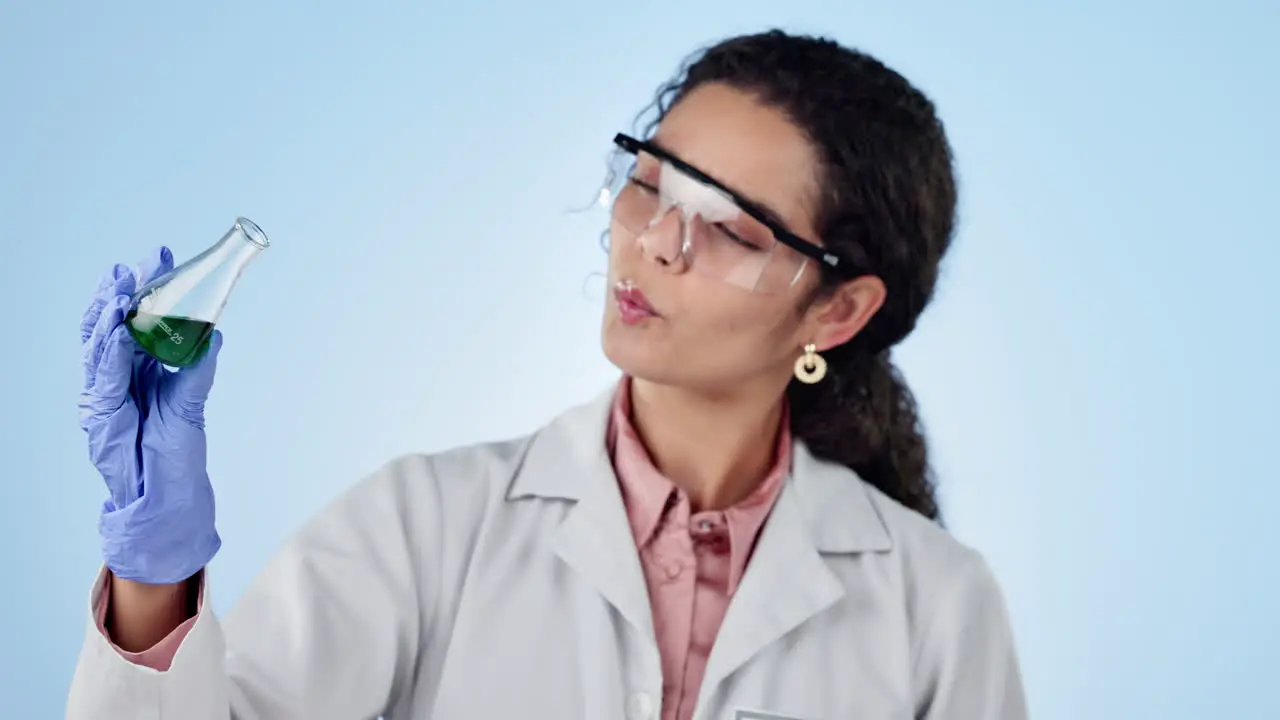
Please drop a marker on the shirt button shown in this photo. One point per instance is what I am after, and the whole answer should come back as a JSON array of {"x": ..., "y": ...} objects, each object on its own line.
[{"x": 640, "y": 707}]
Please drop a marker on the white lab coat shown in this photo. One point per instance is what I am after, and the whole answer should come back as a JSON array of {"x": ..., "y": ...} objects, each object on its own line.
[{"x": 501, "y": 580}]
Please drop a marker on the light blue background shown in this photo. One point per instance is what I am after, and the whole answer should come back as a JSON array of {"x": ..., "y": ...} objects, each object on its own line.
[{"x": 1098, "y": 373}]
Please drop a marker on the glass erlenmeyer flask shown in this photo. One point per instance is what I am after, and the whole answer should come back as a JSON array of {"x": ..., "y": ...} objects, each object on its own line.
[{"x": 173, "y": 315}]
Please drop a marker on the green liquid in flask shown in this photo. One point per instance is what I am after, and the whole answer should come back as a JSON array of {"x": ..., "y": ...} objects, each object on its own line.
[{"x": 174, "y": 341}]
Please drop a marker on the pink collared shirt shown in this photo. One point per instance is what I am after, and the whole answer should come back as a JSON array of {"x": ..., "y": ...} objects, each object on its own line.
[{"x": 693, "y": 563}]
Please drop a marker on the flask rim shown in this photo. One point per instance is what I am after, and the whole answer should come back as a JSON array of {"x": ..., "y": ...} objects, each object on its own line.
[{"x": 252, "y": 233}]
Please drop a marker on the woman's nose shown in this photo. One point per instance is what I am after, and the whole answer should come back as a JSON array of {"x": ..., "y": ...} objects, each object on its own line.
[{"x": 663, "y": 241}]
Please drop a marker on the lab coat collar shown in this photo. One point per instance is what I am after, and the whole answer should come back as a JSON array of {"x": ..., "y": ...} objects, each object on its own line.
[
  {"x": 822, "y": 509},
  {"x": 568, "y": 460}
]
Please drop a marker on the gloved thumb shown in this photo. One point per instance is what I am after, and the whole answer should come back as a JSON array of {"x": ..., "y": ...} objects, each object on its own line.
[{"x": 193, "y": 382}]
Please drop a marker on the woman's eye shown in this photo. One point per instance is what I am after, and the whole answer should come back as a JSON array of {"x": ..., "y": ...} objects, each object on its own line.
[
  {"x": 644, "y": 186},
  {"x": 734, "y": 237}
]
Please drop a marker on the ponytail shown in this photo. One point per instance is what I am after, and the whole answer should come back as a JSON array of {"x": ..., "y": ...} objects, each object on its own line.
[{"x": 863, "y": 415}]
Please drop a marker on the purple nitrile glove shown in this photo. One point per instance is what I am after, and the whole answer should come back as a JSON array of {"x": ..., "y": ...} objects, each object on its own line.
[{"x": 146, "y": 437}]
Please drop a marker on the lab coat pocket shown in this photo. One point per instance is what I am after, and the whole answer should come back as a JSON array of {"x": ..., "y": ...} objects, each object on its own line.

▸ **Stated exercise**:
All the records above need to be given again word for word. Skip the pictures.

▸ **Correct answer**:
Please drop a marker on the shirt button shown in this photo. One point per instance is what I am after, and the whole answer should come back as a JSON array of {"x": ..., "y": ...} objects, each object on its own line.
[{"x": 640, "y": 707}]
Please drop a marker on the white lab coat shown in this photo. One point per instance is what I am after, and the whole answer should come back as a JSON array of {"x": ..., "y": ...} objects, each object on its own line.
[{"x": 501, "y": 580}]
Please drop a marker on the light blue background shown in this photo. One point per instance is what I am after, and the whole answer should come back as a JSON array of {"x": ..., "y": ...} objects, each object on its own line.
[{"x": 1098, "y": 373}]
Please drop a marker on the glass erlenmeyer flask shown in this photo. One point per instance is what I am after, and the whole answer should come back as a JSON array of {"x": ..., "y": ...} objects, each object on its own line.
[{"x": 173, "y": 315}]
Please drop a marker on the green liquid in flask shown in this photo. One point per instance is what I am after, and the whole answer should come back as a JSON array of {"x": ..., "y": ...} objects, each object on its own line.
[{"x": 174, "y": 341}]
Please drop a marker on the pink collared shirt shown in this photo. One point per instance is what I am after, and the whole answer should come back as a JSON array of {"x": ..., "y": ...} objects, each object on its own line.
[{"x": 693, "y": 563}]
Please drop a marker on the flask rim shown in this photo. One point per instance is what I am after, and the whole answer should come back as a JSON array of {"x": ..., "y": ...} objects, each object on its own line.
[{"x": 252, "y": 233}]
Please drop a marker on the woman's nose shown in this photo. One point per instance is what I am after, and the whole answer should come back as a JSON array of {"x": ..., "y": ...} objects, each object on its own line.
[{"x": 663, "y": 241}]
Please drop a marker on the lab coat collar shown in this photo. One point per instance is what I am after, and the whole answer should come back as a JSON array of {"x": ..., "y": ...} objects, each object on its own line.
[
  {"x": 822, "y": 509},
  {"x": 568, "y": 460}
]
Please drop a marker on the gloved thumb shown in this photo. One point per instance is what I am after, and the whole answer should come back as a JSON array of {"x": ..., "y": ...} objects, each object on its own line.
[{"x": 193, "y": 382}]
Please drop a marker on the woman's eye shown in this photo. One point per instance is what I am after, and the whole answer should come back as a JSON array of {"x": ..., "y": ...} objects, each object on its own line.
[
  {"x": 644, "y": 186},
  {"x": 734, "y": 237}
]
Please drop a marker on the ponytail shown in this photo. One point per instance is what I am after, and the whole answer should come back as a JSON array of {"x": ..., "y": ...} objects, each object on its own line.
[{"x": 863, "y": 415}]
Please drop a marker on the purple nitrile glove shown in this photo. One point per instance is what I am after, and the whole answer should come back as a JSON array of {"x": ..., "y": ...} objects, each object on its own line.
[{"x": 146, "y": 437}]
Please drop a marker on the lab coat pocket shown in this photo. One point per instance is what I am after, and the whole answer should come back as a JSON array of {"x": ..., "y": ...} objects, each object on its own line.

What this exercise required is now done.